Please copy the listing from the line containing "patch in this photo." through the line containing "Query: grass patch", swapping "grass patch" for "lawn" and leaving everything else as it is. Return only those lines.

Dataset records:
--------------------

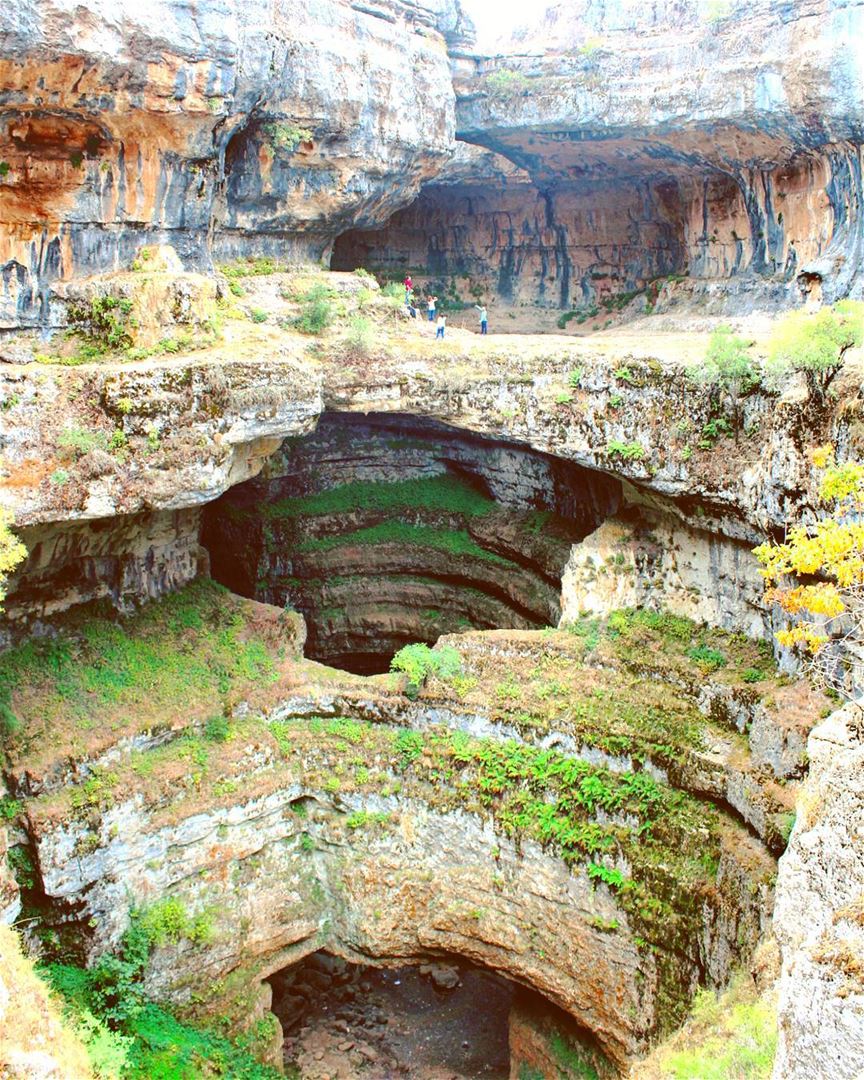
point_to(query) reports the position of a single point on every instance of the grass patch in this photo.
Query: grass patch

--------------------

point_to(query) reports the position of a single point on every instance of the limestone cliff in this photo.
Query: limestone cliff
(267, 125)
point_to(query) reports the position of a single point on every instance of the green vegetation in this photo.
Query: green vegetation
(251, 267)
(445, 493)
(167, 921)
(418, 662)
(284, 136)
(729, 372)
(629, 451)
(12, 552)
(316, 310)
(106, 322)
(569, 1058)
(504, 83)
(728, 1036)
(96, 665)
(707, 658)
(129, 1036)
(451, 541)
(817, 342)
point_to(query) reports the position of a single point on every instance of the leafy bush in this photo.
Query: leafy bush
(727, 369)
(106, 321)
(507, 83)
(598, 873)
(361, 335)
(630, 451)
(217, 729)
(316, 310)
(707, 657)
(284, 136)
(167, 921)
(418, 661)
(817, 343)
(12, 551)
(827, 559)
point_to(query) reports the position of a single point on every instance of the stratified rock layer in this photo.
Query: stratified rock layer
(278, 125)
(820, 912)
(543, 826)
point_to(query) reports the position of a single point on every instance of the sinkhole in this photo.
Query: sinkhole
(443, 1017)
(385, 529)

--------------------

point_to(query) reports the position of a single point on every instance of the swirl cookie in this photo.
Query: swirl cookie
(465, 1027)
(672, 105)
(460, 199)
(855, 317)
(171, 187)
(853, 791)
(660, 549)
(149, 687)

--------------------

Answer to the problem:
point_to(query) reports the position of a single point on every instance of the lawn in this photo.
Query: lawn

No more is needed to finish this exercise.